Listed entries start

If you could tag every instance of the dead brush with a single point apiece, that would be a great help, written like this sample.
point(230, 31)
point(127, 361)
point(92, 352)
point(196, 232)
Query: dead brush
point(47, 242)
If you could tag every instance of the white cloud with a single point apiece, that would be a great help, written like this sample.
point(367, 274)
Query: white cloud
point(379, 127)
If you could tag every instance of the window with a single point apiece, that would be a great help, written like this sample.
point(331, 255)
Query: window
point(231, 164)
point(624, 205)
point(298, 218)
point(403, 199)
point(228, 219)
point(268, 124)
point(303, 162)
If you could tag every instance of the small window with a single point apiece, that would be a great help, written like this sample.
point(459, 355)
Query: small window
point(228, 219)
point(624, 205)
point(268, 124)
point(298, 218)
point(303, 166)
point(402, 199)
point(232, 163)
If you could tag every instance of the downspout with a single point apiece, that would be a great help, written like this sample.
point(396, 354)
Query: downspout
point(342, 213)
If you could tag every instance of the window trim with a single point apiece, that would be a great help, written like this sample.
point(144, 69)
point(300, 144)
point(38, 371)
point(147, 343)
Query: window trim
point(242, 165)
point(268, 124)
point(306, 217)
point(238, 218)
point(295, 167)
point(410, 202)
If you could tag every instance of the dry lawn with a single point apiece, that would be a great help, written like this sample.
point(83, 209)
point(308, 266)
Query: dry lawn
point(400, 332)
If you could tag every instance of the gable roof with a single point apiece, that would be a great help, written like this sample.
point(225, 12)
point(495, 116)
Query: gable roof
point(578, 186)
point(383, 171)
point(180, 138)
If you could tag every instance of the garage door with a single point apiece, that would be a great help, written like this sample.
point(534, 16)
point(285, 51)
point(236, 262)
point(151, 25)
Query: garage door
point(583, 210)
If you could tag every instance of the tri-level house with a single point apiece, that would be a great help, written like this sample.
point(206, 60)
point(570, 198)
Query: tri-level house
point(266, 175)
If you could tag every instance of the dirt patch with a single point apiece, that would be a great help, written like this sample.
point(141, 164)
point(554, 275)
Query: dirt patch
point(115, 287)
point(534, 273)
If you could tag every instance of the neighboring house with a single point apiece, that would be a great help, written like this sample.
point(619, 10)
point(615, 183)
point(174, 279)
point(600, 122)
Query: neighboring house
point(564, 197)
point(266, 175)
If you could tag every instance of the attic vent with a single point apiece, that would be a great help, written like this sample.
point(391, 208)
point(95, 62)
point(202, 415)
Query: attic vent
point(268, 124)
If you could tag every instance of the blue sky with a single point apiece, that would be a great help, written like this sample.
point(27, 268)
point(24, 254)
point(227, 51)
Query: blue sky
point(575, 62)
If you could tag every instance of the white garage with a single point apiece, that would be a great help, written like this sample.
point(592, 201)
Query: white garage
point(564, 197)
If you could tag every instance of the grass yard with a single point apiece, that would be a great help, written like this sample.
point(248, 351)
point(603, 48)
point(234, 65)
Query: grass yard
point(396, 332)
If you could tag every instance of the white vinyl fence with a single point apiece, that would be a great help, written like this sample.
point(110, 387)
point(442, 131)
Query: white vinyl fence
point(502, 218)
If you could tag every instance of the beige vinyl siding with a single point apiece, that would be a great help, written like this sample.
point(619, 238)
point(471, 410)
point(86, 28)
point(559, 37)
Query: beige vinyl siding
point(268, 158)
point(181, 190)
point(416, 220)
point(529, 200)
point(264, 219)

Listed entries end

__Exercise goal__.
Rewrite the part of the listing that begins with the line containing "If you could tag every instance of the window with" and ends with the line containing "point(342, 213)", swapping "Query" for "Target" and leaving everything else unchanged.

__Output__.
If you could tag every instance of the window with a single point apiece, that would be a great help, written like this sample.
point(331, 255)
Target: window
point(231, 164)
point(624, 205)
point(298, 218)
point(403, 199)
point(228, 219)
point(268, 124)
point(303, 162)
If you could tag every instance of the small window with a single point apiece, that would be a great help, written like this sample.
point(459, 355)
Target: small window
point(228, 219)
point(624, 205)
point(268, 124)
point(298, 218)
point(303, 166)
point(402, 199)
point(232, 163)
If you could tag every instance of the downspout with a single point apiece, that would be a great help, written like this sample.
point(396, 354)
Target: downspout
point(342, 213)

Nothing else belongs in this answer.